Dalam tulisan ini penulis tidak menjelaskan aplikasi tahqiqul manath dengan salah satu dari lima analisa tersebut, cukup dengan merujuk pada kitab tersebut. Dalam kitab tersebut Al-Ghazali mencoba untuk menyederhanakan bahwa analisa fiqh (nadhor fiqhi) itu sebenarnya hanya tercakup pada dua metode analisa, pertama diistilahkan olehnya dengan sebutan “tahqiqul manath”[15] dan kedua disebut dengan “tahqiqul manath”. Analisa pertama dimaksudkan untuk penetapan ilat pada nas. Sedangkan tahqiqul manath adalah analisa wujud manath (tempat bergantung)nya hukum.[16]Dari penjelasan sebelumnya dapat disimpulkan bahwa analisa tahqiqul manath adalah salah satu metode kontekstualisasi hukum fiqh pada sebuah kasus, berikut dengan salah satu dari lima perangkat tersebut, atau bahkan lebih dari satu.
#####
* _PERMINTAAN 1_: Tuliskan kembali bagian bacaan tentang tahqiqul manath antara "Dalam tulisan ini" dan "lebih dari satu.", termasuk kedua batas itu. Ganti "kitab" dengan "buku".
* _PERMINTAAN 2_: Menurut bacaan tentang tahqiqul manath, analisa fiqh sebenarnya hanya tercakup pada berapa metode analisa?
Data berikutnya tidak berkaitan dengan bacaan tersebut.

* _DATA YANG DIBERIKAN_:
#####
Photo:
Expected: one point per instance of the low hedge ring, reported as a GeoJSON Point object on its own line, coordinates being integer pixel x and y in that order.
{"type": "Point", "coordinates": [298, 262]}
#####
* _JAWABAN 1_:
Dalam tulisan ini penulis tidak menjelaskan aplikasi tahqiqul manath dengan salah satu dari lima analisa tersebut, cukup dengan merujuk pada buku tersebut. Dalam buku tersebut Al-Ghazali mencoba untuk menyederhanakan bahwa analisa fiqh (nadhor fiqhi) itu sebenarnya hanya tercakup pada dua metode analisa, pertama diistilahkan olehnya dengan sebutan “tahqiqul manath”[15] dan kedua disebut dengan “tahqiqul manath”. Analisa pertama dimaksudkan untuk penetapan ilat pada nas. Sedangkan tahqiqul manath adalah analisa wujud manath (tempat bergantung)nya hukum.[16]Dari penjelasan sebelumnya dapat disimpulkan bahwa analisa tahqiqul manath adalah salah satu metode kontekstualisasi hukum fiqh pada sebuah kasus, berikut dengan salah satu dari lima perangkat tersebut, atau bahkan lebih dari satu.

* _JAWABAN 2_: Dua metode analisa.